Adjacent to each pole face there is a magnetic conductor 40, the conductors also being of approximately annular form and carried on the stem 39.

It is the respective forms of the conductors 40 which determines the positions to which the locking elements 29,30 and 31 are moved by the key. In the particular example illustrated in Figure 1, there is one conductor 40 for each pole face of each magnet and adjacent conductors associated with different magnets are spaced apart by shield elements 41. These shield elements have a low magnetic permeability and shield the conductors associated with one magnet from the field associated with an adjacent magnet.

When the key is fully inserted into the barrel 16, the two conductors 40 associated with the magnet 36 are substantially in alignment with oPposite end portions of the locking element 29. The conductors associated with the magnets 37 and 38 have a similar relationship to the locking elements 30 and 31 respectively.

The shape of the magnetic conductors 40 is such, relative to the paths along which the locking elements 29, 30 and 31 move between their locking and releasing positions that the distance between each locking element and the associated conductors varies as the locking element moves along its channel and is a minimum at the releasing position. In the particular example shown, each locking element is free to move along a path which forms an arc of a circle centered on the axis 13.

As viewed in a direction along the key, the conductors 40 have non-circular profiles as shown in Figure 2. Two diametrically opposite parts of the periphery of each conductor are situated further from the axis 13 than are all other parts of the periphery.

One or other of these diametrically opposite parts corresponds to the releasing position of the associated locking element. This enables the locking elements to be set in their releasing positions when the key is inserted into the barrel in either one of two alternative angular positions which differ by 180C about the axis 13.

The cross section of the stem 39 is noncircular and the central opening of each conductor 40 has a corresponding shape, so that the conductors cannot turn relative to the stem. For convenience of illustration, the particular example illustrated in the drawing is such that the locking elements 29,30 and 31 are in axial alignment with one another when in their releasing positions. Accordingly, all of the magnetic conductors 40 are identical.

Different samples of the lock would be produced with different releasing positions of the locking elements, the shape of the sleeves 22, 23 and 24 and of the conductors 40 being modified accordingly.

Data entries

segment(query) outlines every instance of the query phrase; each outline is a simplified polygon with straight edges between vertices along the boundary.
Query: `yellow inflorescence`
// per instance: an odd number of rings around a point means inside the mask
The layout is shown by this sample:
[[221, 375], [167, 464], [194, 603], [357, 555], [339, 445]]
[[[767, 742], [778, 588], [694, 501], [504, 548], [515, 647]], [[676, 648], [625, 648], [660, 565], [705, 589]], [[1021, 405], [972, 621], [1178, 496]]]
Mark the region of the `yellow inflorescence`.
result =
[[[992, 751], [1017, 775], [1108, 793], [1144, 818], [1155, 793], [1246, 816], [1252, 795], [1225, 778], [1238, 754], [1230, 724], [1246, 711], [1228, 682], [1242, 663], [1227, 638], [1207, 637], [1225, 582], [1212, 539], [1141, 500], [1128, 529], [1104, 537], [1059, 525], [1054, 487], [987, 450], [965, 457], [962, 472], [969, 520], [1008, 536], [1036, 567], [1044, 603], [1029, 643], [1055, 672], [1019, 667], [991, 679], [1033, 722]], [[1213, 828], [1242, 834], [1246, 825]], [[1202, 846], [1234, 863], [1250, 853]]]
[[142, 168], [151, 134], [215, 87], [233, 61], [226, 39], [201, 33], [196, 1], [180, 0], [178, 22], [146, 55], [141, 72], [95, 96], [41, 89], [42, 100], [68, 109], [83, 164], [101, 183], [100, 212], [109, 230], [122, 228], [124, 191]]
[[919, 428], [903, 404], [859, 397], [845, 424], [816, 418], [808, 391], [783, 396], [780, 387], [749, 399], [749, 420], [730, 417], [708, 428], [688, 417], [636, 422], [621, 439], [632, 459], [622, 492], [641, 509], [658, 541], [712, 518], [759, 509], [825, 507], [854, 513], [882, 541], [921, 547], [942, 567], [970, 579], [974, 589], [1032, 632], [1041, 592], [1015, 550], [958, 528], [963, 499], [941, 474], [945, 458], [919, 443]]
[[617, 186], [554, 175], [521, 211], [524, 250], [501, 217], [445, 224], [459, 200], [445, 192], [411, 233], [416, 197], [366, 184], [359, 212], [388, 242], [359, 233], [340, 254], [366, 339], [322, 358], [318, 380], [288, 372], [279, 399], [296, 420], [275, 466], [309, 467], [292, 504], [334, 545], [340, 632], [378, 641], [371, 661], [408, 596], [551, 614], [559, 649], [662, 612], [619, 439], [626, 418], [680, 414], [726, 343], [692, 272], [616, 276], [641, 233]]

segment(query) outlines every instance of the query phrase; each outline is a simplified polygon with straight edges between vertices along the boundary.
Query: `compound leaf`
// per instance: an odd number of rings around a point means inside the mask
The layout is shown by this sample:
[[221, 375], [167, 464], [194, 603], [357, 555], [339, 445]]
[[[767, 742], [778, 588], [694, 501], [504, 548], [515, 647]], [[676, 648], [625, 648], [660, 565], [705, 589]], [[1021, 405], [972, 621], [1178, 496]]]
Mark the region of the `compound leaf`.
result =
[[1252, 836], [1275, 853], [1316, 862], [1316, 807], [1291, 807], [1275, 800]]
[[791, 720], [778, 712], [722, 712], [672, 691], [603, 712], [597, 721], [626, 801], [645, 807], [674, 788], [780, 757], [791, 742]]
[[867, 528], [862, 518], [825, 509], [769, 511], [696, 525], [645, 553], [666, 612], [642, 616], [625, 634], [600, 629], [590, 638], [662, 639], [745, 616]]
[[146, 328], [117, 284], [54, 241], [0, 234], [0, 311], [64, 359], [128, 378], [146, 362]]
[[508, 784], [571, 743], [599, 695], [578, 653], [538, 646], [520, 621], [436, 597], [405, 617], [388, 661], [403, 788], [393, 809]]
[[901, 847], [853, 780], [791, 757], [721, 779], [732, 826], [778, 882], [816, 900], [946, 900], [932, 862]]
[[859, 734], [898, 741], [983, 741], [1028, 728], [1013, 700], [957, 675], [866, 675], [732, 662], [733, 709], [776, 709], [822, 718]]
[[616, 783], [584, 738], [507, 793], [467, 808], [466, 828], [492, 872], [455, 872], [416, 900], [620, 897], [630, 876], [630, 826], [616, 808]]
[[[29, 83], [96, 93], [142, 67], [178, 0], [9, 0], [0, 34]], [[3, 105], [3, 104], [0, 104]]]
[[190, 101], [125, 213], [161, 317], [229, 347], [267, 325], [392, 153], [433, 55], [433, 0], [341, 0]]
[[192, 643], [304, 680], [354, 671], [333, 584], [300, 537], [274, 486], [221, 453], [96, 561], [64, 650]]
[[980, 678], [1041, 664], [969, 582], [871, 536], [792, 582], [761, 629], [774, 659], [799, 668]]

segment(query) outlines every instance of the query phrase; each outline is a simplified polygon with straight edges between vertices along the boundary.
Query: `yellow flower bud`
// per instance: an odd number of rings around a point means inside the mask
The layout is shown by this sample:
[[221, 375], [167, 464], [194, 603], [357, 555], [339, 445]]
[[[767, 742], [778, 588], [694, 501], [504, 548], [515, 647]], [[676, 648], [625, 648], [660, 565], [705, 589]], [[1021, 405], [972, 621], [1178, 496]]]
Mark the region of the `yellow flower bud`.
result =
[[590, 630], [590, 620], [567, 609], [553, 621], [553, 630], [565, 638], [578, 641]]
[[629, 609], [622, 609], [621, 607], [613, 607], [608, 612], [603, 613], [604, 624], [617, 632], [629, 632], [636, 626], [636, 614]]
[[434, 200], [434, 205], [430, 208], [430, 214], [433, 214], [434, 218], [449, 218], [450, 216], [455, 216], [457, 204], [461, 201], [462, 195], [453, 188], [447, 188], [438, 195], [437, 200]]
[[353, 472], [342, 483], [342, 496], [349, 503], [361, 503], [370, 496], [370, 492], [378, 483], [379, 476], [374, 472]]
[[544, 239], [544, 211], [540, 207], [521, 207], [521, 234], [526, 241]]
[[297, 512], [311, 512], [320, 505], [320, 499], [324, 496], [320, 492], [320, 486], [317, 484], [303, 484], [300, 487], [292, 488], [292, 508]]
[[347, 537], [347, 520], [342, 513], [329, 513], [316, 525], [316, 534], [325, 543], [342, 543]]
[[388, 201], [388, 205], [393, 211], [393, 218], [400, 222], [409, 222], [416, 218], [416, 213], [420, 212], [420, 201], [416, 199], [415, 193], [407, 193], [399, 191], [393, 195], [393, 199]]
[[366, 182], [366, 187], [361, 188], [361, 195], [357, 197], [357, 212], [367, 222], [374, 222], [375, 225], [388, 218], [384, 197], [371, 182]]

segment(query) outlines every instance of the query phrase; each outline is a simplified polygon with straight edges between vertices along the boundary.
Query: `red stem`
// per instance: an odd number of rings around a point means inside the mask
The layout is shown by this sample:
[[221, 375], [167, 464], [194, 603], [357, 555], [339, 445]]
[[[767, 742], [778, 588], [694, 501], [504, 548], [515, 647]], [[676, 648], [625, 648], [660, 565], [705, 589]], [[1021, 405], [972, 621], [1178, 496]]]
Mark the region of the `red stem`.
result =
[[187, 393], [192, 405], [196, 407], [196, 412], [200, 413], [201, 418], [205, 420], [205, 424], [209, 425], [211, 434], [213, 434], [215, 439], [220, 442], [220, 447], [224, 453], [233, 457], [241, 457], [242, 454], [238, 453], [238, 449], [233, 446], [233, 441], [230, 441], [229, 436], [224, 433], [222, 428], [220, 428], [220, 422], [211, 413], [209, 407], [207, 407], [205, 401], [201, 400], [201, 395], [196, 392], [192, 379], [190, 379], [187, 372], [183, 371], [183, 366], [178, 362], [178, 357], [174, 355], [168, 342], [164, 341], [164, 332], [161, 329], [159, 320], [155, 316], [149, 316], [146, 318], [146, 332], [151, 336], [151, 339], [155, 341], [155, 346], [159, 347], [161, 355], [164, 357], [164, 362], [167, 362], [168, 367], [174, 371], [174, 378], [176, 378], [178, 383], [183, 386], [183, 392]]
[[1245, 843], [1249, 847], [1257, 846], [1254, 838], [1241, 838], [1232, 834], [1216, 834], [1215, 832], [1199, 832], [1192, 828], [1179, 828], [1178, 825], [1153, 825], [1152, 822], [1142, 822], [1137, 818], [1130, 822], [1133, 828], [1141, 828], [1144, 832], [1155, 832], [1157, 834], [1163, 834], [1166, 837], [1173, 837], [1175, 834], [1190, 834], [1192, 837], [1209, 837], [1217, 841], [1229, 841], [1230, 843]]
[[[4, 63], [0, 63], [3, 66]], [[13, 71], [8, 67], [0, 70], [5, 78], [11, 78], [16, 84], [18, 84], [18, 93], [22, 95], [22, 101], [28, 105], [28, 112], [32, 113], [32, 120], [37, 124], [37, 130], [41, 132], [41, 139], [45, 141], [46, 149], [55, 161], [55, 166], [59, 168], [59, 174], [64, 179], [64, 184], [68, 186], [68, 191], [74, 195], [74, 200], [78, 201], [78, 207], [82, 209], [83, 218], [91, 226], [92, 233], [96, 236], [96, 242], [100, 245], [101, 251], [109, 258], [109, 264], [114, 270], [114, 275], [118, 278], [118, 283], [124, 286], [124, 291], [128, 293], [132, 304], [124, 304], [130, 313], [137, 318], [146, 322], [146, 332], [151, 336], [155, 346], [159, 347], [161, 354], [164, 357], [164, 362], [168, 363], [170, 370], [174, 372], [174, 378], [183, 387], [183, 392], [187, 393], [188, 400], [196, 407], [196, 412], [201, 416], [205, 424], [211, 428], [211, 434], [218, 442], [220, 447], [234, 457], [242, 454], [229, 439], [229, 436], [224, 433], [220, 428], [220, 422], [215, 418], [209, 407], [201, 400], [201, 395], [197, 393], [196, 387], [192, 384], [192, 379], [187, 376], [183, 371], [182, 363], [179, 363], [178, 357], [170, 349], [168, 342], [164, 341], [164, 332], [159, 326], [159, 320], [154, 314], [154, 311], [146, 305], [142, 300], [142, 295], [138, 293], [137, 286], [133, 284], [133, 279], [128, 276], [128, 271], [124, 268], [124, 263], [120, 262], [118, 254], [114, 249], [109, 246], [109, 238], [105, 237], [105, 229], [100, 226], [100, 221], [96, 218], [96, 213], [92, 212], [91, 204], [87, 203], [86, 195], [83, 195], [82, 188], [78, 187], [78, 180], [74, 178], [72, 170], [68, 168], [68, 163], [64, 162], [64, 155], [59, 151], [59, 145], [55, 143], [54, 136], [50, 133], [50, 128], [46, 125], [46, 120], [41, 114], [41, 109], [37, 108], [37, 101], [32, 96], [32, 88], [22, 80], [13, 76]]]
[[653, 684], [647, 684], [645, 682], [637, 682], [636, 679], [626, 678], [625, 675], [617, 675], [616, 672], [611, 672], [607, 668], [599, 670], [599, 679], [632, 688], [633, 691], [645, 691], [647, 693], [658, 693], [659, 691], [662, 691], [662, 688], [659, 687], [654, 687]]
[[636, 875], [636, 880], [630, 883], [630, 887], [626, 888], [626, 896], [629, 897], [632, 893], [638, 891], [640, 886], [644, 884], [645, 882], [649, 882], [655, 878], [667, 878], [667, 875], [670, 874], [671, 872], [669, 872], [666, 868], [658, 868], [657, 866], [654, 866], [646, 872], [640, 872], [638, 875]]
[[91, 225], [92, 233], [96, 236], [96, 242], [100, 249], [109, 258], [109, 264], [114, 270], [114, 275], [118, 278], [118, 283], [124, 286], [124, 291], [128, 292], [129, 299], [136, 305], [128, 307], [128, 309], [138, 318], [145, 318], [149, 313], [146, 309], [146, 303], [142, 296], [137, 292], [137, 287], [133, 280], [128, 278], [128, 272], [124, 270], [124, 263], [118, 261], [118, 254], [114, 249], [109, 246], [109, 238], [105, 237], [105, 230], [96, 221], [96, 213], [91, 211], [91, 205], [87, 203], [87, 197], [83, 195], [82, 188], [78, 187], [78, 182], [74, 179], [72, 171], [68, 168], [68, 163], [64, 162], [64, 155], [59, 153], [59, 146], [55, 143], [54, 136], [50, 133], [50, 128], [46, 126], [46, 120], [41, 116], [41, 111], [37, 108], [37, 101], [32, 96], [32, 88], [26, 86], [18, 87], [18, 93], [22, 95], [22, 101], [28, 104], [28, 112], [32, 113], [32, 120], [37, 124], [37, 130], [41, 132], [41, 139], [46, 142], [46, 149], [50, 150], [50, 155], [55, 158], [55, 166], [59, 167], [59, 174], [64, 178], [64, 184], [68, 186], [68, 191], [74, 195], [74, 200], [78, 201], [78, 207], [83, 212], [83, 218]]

- **Written tasks**:
- a) Answer these questions from the magnetic lock description:
(i) What magnetic property do the shield elements 41 have?
(ii) In the example shown, along what path is each locking element free to move?
(iii) What keeps the conductors 40 from turning relative to the stem 39?
- b) Reproduce word for word the stretch of the magnetic lock description from "As viewed in" through "of the periphery.".

- **Solutions to the exercise**:
- a)
(i) They have a low magnetic permeability.
(ii) Each locking element moves along a path that forms an arc of a circle centered on the axis 13.
(iii) The cross section of the stem 39 is noncircular, and the central opening of each conductor 40 has a corresponding shape.

- b)
As viewed in a direction along the key, the conductors 40 have non-circular profiles as shown in Figure 2. Two diametrically opposite parts of the periphery of each conductor are situated further from the axis 13 than are all other parts of the periphery.